### [Exercise aim]
Please resume the passage on Harvard's preparations for an economic downturn, picking up right after its final sentence.

### [Passage provided]
Harvard is an outlier when it comes to most issues in higher education, with its $40-billion endowment, buffer from state budget politics, and end-of-year operating surplus nearing $300 million. But in preparing for a brewing economic recession, the university is no exception: It faces a lot of uncertainty.

That’s partly because so much has changed since the Great Recession. The university has new revenue streams. Officials are in the process of restructuring the endowment-management company. And an American culture of greater skepticism toward higher education means that universities may bear the brunt of any downturn on many fronts.

All of our schools and units are doing scenario planning, thinking through what they can or should be doing now to prepare for a variety of economic pressures.

“Some economists have suggested that student debt could be a precipitating factor in the next recession, which would place higher education in the awkward position of being vulnerable to and potentially blamed for the financial crisis,” reads one document of several posted to Harvard’s website on the university’s financial planning. The university’s office of financial strategy and planning wrote that higher education may face greater regulatory control and additional tax obligations because of the changed sentiment. (The university did not make members of that office available for comment.)

“We’re 123 months into the longest expansion maybe in U.S. history, and we see indications that we’re toward the end of the cycle,” said Thomas J. Hollister, chief financial officer, in a Harvard publication. “All of our schools and units are doing scenario planning, thinking through what they can or should be doing now to prepare for a variety of economic pressures.”

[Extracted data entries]

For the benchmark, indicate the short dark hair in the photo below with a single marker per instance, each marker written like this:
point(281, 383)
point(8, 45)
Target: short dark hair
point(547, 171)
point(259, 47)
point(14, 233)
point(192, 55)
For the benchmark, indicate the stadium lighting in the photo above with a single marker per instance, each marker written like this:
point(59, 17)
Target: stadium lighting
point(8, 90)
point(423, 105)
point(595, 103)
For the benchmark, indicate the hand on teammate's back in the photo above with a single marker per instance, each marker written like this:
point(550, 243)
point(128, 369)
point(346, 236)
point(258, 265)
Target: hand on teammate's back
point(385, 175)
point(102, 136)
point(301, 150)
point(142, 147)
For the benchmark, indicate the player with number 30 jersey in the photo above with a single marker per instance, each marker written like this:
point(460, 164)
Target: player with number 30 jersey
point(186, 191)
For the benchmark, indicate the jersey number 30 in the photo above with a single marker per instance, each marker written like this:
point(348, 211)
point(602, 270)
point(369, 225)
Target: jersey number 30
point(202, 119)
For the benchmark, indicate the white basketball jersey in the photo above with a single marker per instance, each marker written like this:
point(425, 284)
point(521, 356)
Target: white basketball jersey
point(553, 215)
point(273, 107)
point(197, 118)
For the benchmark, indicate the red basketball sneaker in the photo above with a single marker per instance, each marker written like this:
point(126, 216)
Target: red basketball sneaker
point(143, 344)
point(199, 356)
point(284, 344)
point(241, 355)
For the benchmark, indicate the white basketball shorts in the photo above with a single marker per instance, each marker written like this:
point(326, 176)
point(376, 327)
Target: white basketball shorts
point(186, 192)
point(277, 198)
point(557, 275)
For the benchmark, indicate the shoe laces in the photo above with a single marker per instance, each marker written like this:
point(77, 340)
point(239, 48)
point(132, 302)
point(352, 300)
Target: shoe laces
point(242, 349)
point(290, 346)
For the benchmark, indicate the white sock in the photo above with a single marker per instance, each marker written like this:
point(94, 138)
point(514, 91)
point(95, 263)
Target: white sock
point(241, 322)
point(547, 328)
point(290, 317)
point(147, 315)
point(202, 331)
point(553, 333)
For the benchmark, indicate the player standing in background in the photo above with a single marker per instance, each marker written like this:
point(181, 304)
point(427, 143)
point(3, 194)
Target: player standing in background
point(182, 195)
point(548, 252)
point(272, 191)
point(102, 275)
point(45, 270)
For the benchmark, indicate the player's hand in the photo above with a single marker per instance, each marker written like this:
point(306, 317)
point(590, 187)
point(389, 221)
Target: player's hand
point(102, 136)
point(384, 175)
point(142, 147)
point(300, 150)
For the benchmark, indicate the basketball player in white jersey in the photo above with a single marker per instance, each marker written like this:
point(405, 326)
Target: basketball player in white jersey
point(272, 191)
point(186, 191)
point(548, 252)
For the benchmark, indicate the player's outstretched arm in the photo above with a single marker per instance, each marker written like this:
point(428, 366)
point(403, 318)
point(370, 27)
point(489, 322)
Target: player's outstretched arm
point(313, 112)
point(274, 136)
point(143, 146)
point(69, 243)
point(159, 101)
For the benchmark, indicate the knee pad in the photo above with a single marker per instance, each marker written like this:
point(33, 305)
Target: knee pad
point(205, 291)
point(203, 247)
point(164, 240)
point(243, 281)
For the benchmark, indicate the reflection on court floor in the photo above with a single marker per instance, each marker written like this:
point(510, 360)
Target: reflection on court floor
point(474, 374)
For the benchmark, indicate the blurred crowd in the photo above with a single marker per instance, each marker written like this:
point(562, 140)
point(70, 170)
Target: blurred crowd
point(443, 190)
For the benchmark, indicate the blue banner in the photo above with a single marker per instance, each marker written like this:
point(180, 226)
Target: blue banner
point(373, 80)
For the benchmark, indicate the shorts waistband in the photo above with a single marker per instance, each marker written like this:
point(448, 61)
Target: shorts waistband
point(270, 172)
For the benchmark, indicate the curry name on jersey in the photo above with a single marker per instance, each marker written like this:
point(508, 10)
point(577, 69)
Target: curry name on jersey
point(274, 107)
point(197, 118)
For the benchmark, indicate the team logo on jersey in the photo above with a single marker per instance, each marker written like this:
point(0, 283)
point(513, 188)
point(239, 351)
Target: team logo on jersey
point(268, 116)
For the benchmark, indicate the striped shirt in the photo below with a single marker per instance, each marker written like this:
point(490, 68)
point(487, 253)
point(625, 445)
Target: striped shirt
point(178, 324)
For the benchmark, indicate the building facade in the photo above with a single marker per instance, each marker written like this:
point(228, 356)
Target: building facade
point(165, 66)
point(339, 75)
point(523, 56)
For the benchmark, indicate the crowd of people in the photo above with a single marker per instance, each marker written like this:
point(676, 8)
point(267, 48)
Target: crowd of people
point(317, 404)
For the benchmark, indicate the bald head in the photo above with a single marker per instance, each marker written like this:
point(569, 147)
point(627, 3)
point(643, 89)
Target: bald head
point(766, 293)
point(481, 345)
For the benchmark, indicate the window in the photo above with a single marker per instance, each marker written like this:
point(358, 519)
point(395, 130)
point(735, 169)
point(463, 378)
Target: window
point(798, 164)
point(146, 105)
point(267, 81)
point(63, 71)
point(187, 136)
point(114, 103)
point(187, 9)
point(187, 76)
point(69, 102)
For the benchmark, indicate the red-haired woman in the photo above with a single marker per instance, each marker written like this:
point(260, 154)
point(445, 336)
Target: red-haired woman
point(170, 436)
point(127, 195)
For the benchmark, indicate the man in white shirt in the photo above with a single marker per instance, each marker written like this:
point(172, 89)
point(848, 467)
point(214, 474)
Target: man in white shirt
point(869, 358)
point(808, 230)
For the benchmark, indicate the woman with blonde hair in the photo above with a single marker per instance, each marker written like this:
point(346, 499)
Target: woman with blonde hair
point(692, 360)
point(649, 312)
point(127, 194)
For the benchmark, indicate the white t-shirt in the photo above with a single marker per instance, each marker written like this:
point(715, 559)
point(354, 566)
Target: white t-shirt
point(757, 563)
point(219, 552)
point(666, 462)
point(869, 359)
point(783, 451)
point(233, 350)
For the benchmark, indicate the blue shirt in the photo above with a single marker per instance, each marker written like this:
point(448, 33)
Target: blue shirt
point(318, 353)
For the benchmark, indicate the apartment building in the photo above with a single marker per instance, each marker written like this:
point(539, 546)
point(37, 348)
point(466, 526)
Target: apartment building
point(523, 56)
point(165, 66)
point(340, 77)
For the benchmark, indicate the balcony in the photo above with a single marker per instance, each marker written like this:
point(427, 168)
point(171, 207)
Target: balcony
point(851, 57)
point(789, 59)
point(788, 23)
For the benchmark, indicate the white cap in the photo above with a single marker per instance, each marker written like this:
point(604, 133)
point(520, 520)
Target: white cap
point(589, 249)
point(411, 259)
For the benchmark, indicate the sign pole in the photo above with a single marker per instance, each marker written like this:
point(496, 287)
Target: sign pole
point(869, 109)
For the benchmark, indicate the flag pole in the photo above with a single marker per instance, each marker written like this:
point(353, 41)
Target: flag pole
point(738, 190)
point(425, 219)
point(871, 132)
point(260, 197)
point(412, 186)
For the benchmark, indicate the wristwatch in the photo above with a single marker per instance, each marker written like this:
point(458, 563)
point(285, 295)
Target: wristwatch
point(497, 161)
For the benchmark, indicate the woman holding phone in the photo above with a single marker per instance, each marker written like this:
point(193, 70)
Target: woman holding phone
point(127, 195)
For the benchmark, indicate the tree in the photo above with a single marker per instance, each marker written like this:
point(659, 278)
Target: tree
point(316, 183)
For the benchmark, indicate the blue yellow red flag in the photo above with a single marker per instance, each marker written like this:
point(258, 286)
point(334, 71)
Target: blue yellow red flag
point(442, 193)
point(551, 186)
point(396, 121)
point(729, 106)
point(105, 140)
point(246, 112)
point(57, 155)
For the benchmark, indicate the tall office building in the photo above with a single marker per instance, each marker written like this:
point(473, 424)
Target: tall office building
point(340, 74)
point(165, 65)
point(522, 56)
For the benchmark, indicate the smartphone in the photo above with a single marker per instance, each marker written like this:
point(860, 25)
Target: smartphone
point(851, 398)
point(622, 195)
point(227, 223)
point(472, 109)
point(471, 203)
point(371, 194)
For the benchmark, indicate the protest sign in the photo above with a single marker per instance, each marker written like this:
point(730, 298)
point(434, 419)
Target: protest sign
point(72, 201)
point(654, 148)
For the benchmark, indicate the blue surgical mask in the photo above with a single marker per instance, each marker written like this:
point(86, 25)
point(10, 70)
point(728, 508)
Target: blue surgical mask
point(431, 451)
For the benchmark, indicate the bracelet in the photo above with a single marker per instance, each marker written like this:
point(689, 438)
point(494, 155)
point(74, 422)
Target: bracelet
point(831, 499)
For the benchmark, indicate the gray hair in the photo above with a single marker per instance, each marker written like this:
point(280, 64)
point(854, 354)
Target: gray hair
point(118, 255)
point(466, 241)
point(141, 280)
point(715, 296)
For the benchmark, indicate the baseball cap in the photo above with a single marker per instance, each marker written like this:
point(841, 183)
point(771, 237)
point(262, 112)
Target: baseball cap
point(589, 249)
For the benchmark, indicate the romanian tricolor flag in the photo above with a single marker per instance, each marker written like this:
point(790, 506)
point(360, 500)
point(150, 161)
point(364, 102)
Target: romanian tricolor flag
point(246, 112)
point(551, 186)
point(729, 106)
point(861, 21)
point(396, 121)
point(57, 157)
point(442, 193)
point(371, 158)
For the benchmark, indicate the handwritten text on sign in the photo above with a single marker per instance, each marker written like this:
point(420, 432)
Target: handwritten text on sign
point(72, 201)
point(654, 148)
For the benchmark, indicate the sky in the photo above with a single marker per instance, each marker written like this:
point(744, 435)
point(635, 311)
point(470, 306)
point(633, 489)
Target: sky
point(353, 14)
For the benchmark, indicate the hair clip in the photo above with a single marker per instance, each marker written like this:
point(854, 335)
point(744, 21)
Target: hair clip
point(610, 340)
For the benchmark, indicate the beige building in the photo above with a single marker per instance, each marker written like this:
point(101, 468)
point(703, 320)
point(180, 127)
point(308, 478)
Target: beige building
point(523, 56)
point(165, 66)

### [Written response]
Part of the uncertainty is due to the fact that institutions across the country changed many things about their revenue streams and operations in the decade after the Great Recession.

Harvard now brings in significant revenue from nondegree programs, and research funding from nonfederal sources. The university’s office of financial strategy and planning said in one report that it’s unclear how those sources, which have grown significantly since 2008, might respond to a future recession, predicted widely by economists.

Nearly half of Harvard’s $1.2-billion net tuition revenue comes from continuing and executive education, according to one document reviewed by The Chronicle, and officials said that stream next year may grow to be larger than net revenue from undergraduate- and graduate-degree tuition. Nine of Harvard’s 12 schools have executive-education programs for individuals and organizations.

Research funding from nonfederal sources like foundations and corporations brought in hundreds of millions of dollars, and that money is growing at a faster rate than federal research dollars are. (Federal research grants still bring in about twice the revenue of nonfederal sources, however, at $631 million last year.)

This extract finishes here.